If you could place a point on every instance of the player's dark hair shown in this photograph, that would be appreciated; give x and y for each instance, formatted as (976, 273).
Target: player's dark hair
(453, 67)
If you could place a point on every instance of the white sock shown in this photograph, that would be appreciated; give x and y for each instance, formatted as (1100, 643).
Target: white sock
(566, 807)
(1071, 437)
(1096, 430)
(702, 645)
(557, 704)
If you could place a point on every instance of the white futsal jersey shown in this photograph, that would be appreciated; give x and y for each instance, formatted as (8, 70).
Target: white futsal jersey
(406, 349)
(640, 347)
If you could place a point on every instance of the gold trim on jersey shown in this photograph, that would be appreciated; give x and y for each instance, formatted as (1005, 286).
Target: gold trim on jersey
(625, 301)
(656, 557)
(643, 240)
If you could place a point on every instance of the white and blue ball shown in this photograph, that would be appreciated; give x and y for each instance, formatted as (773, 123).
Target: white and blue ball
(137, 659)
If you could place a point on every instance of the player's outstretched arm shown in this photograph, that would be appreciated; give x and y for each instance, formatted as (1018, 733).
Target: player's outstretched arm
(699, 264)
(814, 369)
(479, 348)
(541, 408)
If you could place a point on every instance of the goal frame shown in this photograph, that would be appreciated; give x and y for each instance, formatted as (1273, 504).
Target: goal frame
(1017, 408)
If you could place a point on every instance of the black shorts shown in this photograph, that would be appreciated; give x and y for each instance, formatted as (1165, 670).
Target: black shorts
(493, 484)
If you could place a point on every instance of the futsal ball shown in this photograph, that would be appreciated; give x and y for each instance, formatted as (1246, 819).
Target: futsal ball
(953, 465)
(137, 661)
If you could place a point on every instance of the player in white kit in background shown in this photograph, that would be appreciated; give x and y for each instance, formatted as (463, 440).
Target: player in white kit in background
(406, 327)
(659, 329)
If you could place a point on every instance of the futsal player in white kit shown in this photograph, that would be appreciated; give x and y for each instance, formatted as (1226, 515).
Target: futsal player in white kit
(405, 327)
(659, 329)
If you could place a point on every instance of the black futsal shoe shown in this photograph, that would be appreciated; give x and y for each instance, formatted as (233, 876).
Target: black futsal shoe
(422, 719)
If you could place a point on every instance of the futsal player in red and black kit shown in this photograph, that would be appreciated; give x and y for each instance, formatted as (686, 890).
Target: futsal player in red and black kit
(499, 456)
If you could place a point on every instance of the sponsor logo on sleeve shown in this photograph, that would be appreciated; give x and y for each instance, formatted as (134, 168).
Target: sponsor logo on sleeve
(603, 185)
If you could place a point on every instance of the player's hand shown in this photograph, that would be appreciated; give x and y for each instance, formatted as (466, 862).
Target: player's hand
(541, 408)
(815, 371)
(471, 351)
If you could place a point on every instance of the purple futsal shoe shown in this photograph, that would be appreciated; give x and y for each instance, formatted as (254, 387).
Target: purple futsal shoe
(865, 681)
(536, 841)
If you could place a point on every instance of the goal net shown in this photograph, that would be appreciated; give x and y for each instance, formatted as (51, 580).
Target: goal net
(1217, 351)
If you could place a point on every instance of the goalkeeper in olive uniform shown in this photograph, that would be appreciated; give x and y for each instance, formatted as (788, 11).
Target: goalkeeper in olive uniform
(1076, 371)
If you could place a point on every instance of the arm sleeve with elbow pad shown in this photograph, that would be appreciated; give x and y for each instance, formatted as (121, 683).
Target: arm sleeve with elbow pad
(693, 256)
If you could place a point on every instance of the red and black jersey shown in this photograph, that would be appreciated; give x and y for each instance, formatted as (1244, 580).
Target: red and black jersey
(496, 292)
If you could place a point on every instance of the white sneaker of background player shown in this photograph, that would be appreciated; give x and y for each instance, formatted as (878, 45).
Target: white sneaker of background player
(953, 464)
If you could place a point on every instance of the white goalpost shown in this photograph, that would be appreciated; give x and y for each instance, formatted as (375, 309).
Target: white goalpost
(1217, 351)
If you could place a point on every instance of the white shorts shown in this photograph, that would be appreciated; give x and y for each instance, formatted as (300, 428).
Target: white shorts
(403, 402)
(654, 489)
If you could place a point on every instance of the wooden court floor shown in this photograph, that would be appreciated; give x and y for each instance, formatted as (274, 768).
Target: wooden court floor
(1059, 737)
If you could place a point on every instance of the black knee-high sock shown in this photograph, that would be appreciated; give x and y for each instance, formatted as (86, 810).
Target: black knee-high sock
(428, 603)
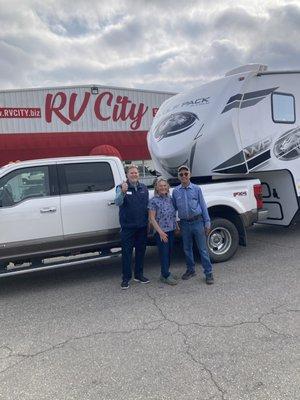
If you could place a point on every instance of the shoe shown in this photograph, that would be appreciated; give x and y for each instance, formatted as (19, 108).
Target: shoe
(170, 280)
(124, 285)
(209, 279)
(142, 279)
(188, 274)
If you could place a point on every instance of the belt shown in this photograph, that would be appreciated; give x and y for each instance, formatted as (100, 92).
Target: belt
(195, 218)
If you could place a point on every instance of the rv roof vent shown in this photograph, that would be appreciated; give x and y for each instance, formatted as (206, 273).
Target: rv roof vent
(259, 68)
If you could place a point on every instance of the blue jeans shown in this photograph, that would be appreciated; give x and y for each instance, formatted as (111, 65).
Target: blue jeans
(165, 250)
(190, 230)
(133, 238)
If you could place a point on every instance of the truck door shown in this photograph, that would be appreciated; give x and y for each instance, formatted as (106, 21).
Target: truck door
(270, 139)
(30, 217)
(89, 216)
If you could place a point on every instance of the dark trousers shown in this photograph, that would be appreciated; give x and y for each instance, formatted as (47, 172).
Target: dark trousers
(190, 230)
(165, 250)
(133, 238)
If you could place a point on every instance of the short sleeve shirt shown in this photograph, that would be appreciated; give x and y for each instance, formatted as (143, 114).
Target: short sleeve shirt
(165, 213)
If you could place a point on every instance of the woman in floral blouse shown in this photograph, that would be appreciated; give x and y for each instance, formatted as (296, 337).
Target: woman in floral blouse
(162, 216)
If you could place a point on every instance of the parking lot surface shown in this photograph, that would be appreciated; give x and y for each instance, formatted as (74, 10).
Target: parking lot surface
(73, 334)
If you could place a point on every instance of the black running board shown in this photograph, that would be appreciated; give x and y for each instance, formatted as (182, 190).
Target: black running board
(59, 264)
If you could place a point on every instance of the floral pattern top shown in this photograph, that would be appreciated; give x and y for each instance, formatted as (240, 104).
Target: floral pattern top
(165, 213)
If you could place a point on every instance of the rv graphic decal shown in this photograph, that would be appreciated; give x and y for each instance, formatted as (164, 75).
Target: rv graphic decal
(190, 103)
(287, 147)
(174, 124)
(246, 160)
(247, 99)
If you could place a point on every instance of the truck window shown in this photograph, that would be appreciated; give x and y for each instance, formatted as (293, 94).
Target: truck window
(23, 184)
(283, 108)
(87, 177)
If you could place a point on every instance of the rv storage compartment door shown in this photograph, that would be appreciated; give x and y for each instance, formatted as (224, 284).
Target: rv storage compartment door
(279, 196)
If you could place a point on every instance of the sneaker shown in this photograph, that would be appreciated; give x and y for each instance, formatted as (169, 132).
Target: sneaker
(124, 285)
(188, 274)
(142, 279)
(170, 280)
(209, 279)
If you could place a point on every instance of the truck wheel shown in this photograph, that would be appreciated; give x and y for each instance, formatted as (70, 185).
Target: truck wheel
(223, 240)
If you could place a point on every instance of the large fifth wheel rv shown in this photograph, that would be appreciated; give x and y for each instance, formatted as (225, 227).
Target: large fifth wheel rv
(246, 123)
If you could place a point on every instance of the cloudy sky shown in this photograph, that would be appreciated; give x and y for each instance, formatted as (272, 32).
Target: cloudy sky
(153, 44)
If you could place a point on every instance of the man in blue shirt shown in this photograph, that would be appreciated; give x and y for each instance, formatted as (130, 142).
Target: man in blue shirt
(132, 198)
(194, 223)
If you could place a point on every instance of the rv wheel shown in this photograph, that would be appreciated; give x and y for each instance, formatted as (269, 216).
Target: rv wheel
(223, 240)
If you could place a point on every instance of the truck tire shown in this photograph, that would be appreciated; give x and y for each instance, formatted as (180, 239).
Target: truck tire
(223, 240)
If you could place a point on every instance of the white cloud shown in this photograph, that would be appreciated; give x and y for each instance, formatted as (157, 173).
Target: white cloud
(162, 44)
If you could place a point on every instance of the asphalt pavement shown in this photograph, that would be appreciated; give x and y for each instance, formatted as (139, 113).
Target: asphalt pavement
(73, 334)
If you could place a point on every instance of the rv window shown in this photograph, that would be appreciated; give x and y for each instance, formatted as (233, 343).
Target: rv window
(88, 177)
(23, 184)
(283, 108)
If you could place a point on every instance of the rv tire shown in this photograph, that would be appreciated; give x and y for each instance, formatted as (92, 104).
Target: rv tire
(223, 240)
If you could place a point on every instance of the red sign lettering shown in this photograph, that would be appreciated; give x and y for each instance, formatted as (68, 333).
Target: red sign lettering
(13, 112)
(106, 108)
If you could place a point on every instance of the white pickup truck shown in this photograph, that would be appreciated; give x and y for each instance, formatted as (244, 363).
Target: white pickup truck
(58, 212)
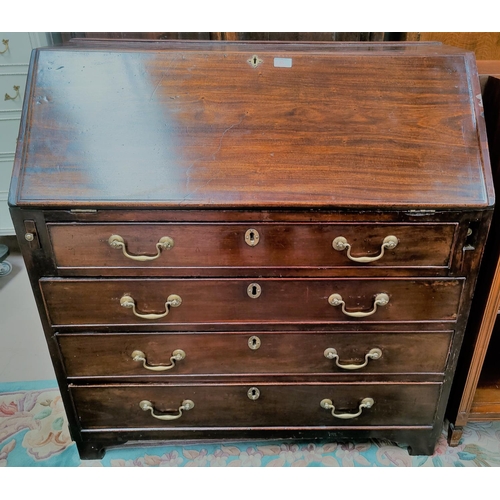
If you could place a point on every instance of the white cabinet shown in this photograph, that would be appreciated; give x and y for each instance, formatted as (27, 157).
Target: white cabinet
(15, 53)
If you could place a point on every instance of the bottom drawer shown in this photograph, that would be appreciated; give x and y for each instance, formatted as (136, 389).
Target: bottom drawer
(261, 406)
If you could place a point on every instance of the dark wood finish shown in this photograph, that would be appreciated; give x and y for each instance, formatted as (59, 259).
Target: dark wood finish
(229, 354)
(229, 143)
(146, 135)
(223, 245)
(476, 394)
(228, 406)
(282, 301)
(485, 45)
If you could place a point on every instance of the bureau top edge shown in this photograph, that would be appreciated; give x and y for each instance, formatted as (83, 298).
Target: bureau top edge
(184, 126)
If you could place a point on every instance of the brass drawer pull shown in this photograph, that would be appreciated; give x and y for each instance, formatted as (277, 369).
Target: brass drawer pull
(331, 353)
(381, 299)
(340, 244)
(9, 98)
(172, 301)
(186, 405)
(165, 243)
(177, 355)
(327, 404)
(6, 43)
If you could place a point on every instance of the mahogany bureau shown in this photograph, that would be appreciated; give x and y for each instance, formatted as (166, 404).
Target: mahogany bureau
(252, 241)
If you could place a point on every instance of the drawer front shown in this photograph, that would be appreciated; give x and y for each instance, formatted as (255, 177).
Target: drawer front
(9, 130)
(250, 245)
(18, 48)
(111, 355)
(229, 406)
(102, 302)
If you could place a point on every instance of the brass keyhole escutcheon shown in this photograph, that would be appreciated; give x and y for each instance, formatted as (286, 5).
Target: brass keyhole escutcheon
(252, 237)
(254, 290)
(253, 393)
(254, 342)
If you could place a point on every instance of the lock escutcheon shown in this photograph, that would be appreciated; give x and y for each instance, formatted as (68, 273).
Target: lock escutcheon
(252, 237)
(254, 290)
(253, 393)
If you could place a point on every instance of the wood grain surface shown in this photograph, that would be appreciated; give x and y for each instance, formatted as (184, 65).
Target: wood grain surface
(279, 245)
(208, 301)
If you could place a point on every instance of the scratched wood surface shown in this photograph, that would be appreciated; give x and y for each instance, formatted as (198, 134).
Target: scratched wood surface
(485, 45)
(172, 124)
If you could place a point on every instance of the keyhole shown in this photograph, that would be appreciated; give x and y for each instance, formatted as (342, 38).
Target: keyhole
(252, 237)
(254, 290)
(254, 343)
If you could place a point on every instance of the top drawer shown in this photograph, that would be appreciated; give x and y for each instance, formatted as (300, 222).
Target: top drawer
(290, 245)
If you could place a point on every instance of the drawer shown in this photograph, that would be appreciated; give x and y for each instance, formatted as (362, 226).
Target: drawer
(230, 406)
(251, 245)
(18, 48)
(241, 301)
(9, 130)
(231, 354)
(13, 86)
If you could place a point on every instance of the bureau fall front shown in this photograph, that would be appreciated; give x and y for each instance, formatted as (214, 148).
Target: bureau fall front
(259, 241)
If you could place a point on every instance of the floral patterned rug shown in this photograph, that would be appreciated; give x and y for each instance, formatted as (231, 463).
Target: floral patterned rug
(34, 433)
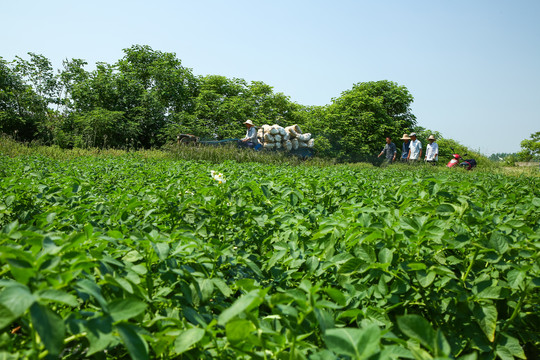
_ _ _ _
• _EXERCISE INSTRUCTIONS_
Produce an exact copy of only those lines that run from the line with "Target: bureau fall front" to the final line of the records, including both; exclude images.

• _EXERCISE OUTPUT_
Target: bureau fall front
(259, 241)
If you could place a point on every instance of the floral patterned rug shown in this photograph, that would be appreciated; give x and y for each instance, formatted as (231, 463).
Target: floral patterned rug
(34, 433)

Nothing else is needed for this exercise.